Your goal:
Omit the images and retype the records verbatim.

▬▬▬▬▬▬

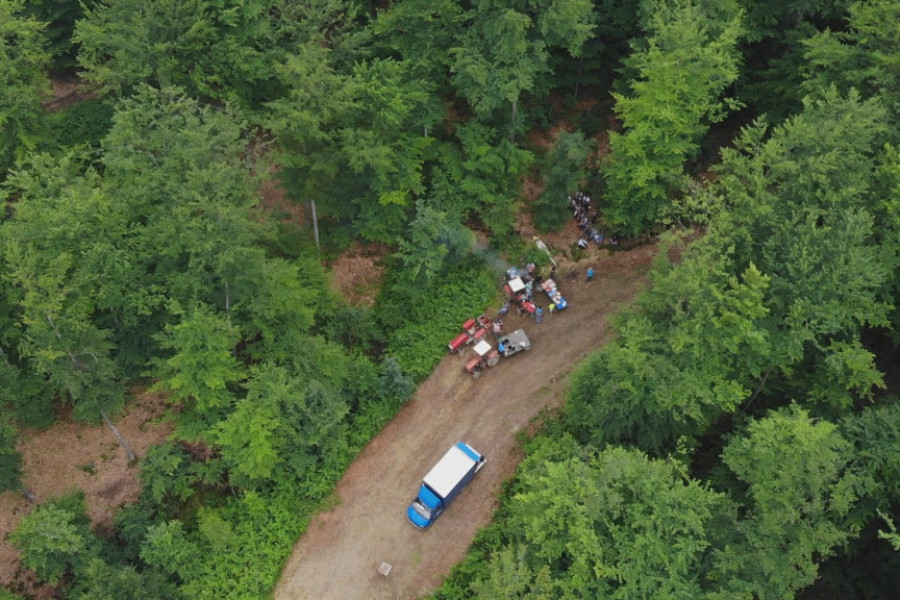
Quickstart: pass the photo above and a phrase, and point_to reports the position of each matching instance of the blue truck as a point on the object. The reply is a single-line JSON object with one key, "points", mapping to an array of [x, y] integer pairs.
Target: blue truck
{"points": [[443, 483]]}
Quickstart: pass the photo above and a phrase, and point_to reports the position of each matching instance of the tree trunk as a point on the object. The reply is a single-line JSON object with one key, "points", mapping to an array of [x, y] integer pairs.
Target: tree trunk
{"points": [[28, 493], [759, 388], [131, 456], [312, 204], [512, 124]]}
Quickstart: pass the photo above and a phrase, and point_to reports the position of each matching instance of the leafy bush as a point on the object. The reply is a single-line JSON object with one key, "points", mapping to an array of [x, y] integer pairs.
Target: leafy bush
{"points": [[82, 124], [54, 537]]}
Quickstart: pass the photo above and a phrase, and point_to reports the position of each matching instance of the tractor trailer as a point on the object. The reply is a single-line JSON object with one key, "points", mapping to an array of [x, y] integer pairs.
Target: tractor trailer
{"points": [[443, 483]]}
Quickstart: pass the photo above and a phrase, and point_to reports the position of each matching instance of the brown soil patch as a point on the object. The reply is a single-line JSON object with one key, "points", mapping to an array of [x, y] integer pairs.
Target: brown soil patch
{"points": [[71, 456], [357, 273], [66, 93], [337, 558]]}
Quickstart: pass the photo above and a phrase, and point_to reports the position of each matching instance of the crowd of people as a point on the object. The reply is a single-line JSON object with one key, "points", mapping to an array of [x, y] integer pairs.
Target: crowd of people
{"points": [[586, 215]]}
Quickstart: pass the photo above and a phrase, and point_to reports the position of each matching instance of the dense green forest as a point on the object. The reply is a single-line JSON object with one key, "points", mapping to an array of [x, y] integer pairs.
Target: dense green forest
{"points": [[740, 439]]}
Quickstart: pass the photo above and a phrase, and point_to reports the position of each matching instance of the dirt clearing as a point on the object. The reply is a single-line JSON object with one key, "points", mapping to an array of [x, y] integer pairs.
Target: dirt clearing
{"points": [[76, 456], [338, 557]]}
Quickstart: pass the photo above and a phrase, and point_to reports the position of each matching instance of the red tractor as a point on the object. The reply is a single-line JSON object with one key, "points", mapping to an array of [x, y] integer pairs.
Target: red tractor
{"points": [[473, 330]]}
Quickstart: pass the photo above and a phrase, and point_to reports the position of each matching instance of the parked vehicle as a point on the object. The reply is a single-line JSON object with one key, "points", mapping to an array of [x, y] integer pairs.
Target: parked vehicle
{"points": [[514, 342], [549, 286], [443, 483], [485, 356], [473, 330]]}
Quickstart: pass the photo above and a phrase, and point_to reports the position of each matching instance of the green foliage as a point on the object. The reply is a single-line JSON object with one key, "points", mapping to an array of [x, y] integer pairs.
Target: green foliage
{"points": [[82, 124], [201, 370], [688, 356], [22, 82], [603, 525], [687, 64], [504, 52], [216, 49], [433, 313], [865, 57], [395, 386], [102, 581], [797, 492], [566, 171], [876, 457], [436, 243], [60, 17], [54, 538]]}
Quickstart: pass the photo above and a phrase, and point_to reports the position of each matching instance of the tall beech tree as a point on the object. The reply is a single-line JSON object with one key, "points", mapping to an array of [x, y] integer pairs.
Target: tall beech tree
{"points": [[797, 491], [23, 82], [680, 72], [505, 52], [610, 524]]}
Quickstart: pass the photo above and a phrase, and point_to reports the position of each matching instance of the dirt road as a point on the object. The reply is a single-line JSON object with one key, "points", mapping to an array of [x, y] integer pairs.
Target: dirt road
{"points": [[337, 558]]}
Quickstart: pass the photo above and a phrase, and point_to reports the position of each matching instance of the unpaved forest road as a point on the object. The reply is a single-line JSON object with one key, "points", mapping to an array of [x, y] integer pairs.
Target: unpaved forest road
{"points": [[337, 557]]}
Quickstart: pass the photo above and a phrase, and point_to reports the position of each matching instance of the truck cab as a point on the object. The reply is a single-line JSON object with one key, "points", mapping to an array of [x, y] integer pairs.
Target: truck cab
{"points": [[443, 483]]}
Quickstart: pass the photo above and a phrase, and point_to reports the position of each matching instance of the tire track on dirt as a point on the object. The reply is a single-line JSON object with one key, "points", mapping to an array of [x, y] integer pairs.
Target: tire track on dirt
{"points": [[337, 557]]}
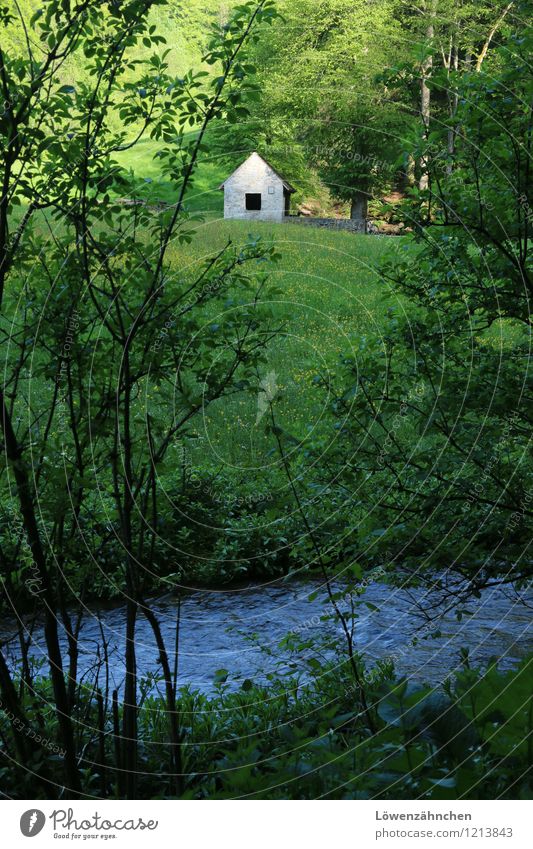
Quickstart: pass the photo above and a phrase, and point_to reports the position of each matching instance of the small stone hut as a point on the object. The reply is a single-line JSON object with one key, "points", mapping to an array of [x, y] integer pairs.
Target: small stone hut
{"points": [[256, 192]]}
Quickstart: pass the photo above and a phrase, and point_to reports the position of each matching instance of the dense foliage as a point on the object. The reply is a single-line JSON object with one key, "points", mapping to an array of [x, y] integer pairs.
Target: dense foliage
{"points": [[119, 340]]}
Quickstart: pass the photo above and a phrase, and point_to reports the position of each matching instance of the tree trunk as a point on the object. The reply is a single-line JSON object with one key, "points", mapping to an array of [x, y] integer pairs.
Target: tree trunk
{"points": [[359, 209], [129, 715], [425, 98], [14, 457]]}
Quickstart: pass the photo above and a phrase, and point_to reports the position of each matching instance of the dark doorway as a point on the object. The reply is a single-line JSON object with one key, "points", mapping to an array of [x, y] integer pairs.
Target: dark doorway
{"points": [[253, 203]]}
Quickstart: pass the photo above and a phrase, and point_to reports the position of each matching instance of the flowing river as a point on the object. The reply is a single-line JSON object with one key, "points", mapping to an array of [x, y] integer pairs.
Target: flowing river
{"points": [[240, 630]]}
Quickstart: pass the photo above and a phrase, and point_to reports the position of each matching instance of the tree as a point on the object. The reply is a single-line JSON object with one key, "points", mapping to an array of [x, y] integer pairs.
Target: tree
{"points": [[105, 323], [436, 416]]}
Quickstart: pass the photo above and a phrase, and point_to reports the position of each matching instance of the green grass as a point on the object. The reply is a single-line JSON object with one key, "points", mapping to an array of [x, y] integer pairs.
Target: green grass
{"points": [[330, 296]]}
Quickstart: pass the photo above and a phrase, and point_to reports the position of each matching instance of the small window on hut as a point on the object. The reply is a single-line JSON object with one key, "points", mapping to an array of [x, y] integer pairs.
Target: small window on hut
{"points": [[253, 202]]}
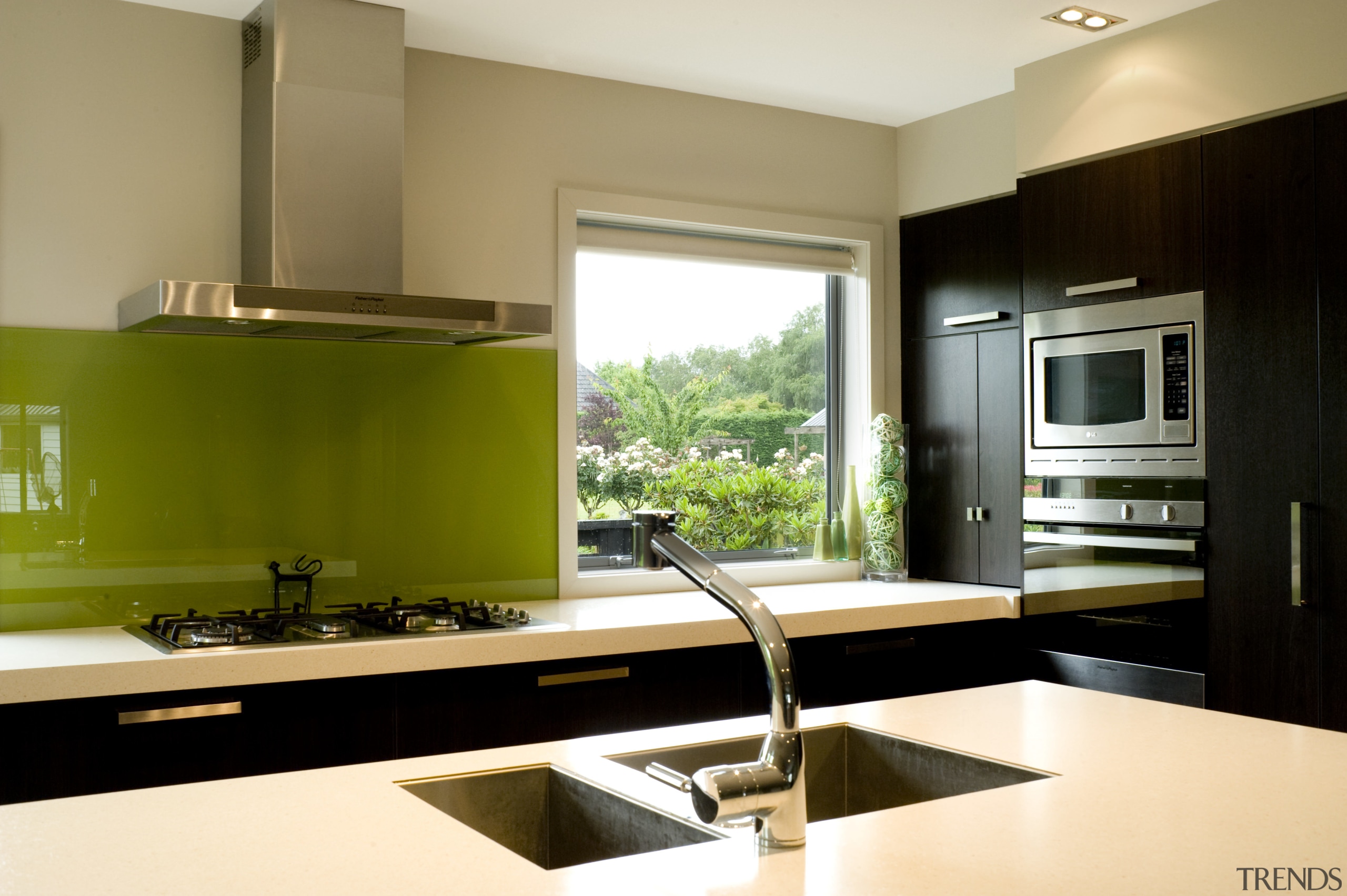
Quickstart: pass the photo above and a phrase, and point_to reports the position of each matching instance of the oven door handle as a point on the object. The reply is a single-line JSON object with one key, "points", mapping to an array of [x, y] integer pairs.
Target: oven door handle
{"points": [[1114, 541]]}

▬▬▬▬▬▬

Solution for this task:
Quickstart: pass the photo above and a phrase, and point_to reports the position of each matching instance of the blue truck as a point on the object. The reply is a single-line JSON object with one key, "points", mapping to an array of [x, y] integer pairs.
Target: blue truck
{"points": [[443, 483]]}
Quickstart: pass the photo above and a phrase, and point_to reports the position of each matching instance of the tree trunk as a point on the object. The reply is a single-line JSON object with one key, "points", mapping to an array of [x, y] integer pairs.
Target: tree trunk
{"points": [[28, 493], [759, 388], [131, 456], [312, 204], [512, 124]]}
Quickstart: pass the photo above and a phrase, and point_to reports the position of each matching instance of the leafy bush as a point on the object. The reply is a single-line JSON object with one key, "points", mapping to an array of [x, y] integer pairs.
Target: leafy bush
{"points": [[82, 124], [54, 537]]}
Quickstart: pass the photo above and a phrase, and point_to reports the position of each matching instance of the tractor trailer as a point on the object. The reply is a single-line JSON object with one key, "points", mapping to an array of [x, y] integer pairs.
Target: tractor trailer
{"points": [[443, 483]]}
Quickstart: pass the photo above and a phrase, and point_to reports the position of each matching instance of the brown soil patch as a point on the object. The reply is a single-line JSON object with one key, "points", mapping to an array of [x, y] integer pairs.
Target: brown soil patch
{"points": [[71, 456], [357, 273], [66, 93], [337, 558]]}
Quickstart: pass the photo above and a phrase, and point_to reports the position of each matching instance of the crowd of people as a point on the object. The reply is a single-line JSON object with one key, "points", mapping to an array of [x, y] integer pairs.
Target: crowd of people
{"points": [[586, 215]]}
Quickstart: pass the photo above and a phrase, and point_to reports the position of each matching instance of the dense green forest as a point on the object. The reply is a single-line JSON object with one key, "points", mapping to an array of [x, y] integer pairs.
Target: dense green forest
{"points": [[740, 439]]}
Quickstart: pass the photo above and a phrase, and point_to reports the position of each matching instance of the dirt clearing as a point on the object. The reply is a single-line JSON object with one key, "points", mapping to an array of [x, y] integer pairs.
Target: dirt clearing
{"points": [[76, 456], [338, 557]]}
Quickstart: pass the photo above and a phrase, and point_to reports the position of each matching instance of the red tractor as a point on the object. The reply is a single-line JSON object with one key, "points", mapping to an array of [x, y] integer pairs.
Target: red tractor
{"points": [[473, 330]]}
Quickstart: pass the photo above and a phrase, and point_to reports the position of each matching instance of the parked vehicle as a point on the object. The reply is a single-line JSON object with one key, "points", mapping to an array of [x, y] integer pairs.
Target: parked vehicle
{"points": [[514, 342], [549, 286], [443, 483], [485, 356], [473, 330]]}
Quickstart: pass the photo above and a phrase, and point_to reports the position of each matching instance of the green foliage as a point on the object. The reply is a single-line JSON object with one key, "points", mapping to an array of [x, y] integer pairs.
Target: green foliage
{"points": [[82, 124], [201, 370], [688, 356], [22, 82], [603, 525], [687, 64], [504, 52], [216, 49], [433, 313], [865, 57], [395, 386], [102, 581], [797, 492], [566, 171], [876, 457], [436, 243], [60, 17], [54, 538]]}
Quickstart: pass the photo above and a phrase, and point_to reports the position of each matching instance of the tall beech tree as a point on the object. The reply is a single-line JSON object with one key, "points", mapping to an array of [x, y] integer pairs.
Target: tall beech tree
{"points": [[797, 491], [23, 82], [680, 72], [505, 52], [610, 524]]}
Quickstart: pass the photo above and a phrase, and point_to reports the position of each matching instance of the dirt road as a point on the object. The reply is a single-line JSON object with one key, "points", mapping to an array of [x, y] integer pairs.
Target: dirt road
{"points": [[337, 558]]}
Quickstart: pass the photo above and a phrase, and point_to reports the position of each matching instance of the unpaved forest road as a point on the object. The reply is a single-line JSON object with one key, "points", mapping to an array of [x, y] integer pairs.
Target: unpaved forest road
{"points": [[337, 557]]}
Quickstart: pass the photo above and a phrase, and point_to reports the position of each matching instance of the truck cab as a point on the object. The reply is a single-line JSON object with one key, "points", mapping to an array of [x, y] integer pairs.
Target: truck cab
{"points": [[443, 483]]}
Quickstart: pass the photo above and a phrase, and point_to reports the position of each matching instance of the tire track on dirt as a point on the object. The reply is a single-line JSON object with one key, "points", mapping to an array of [x, y] integer pairs.
Target: tire track on dirt
{"points": [[337, 557]]}
Quickstart: pass the photo above and a phrase, and point_to reports the position of each matching instance of the small stone hut as a point on the object. The reply is a single-line JSON object with one key, "points", mapping to an array of [x, y] integer pairs.
Target: small stone hut
{"points": [[256, 192]]}
Quickstart: pass the photo above and a phrase, and point_to reports the position of each matching instance of the dense foliage as a point on the object. The reply is a single-line JSON object with one key, "points", mapping to an array of [x, y] integer pairs.
Target: dense foliage
{"points": [[119, 340]]}
Quickstart: pass the photo above and a phrase, and point_to reports the position of each matching instance of the tree trunk as a point on the object. The reply is a single-line JSON object with one key, "points", mapping to an array of [x, y] integer pairs.
Target: tree trunk
{"points": [[359, 209], [129, 715], [425, 98], [14, 457]]}
Quickstart: pass the photo above and a phrase, and point_to reports the position of each matching instance of the dark doorway as a point on the object. The reply is a single-line JSON object with one key, "points", mapping to an array of [x, y] integer pairs.
Target: dark doorway
{"points": [[253, 203]]}
Quickstart: pass the photo above and a phrase, and point_to reports the position of each matching instance of the flowing river as a point on the object. The reply is a single-line JSON object with one key, "points", mapping to an array of [x, y] integer pairs.
Target: flowing river
{"points": [[240, 630]]}
Quickstart: pass the photo above and a phrase, and point_to reports the position of each matching instance of the tree as a point on the object. The reply is a single-line JSON object with one key, "points", mapping to an array of [x, y] integer pairs.
Target: tree
{"points": [[105, 323], [436, 416]]}
Quickstart: pass the photo above and a phrase, and point_to reports the position of each matching instance of the green grass as a point on the object. The reply is a single-line JSON object with one key, "points", mapping to an array of [x, y] integer pairs.
Target: green grass
{"points": [[330, 296]]}
Quickstart: pass the photo above and a phrase, and point_to reports the position of each matching instance of the small window on hut as a point on the object. The reply is a single-line JSON object with one key, "points", mapping to an array of [x, y] integer pairs.
Target: small window on hut
{"points": [[253, 202]]}
Quickstart: pass the photo above and a phrase, and point_to reports the position of each matching instance of the oven door handle as a point on the object. The reply is a single-line JSON object with one key, "points", mapping to an array of [x, y] integer pairs.
Target: oven door handle
{"points": [[1114, 541]]}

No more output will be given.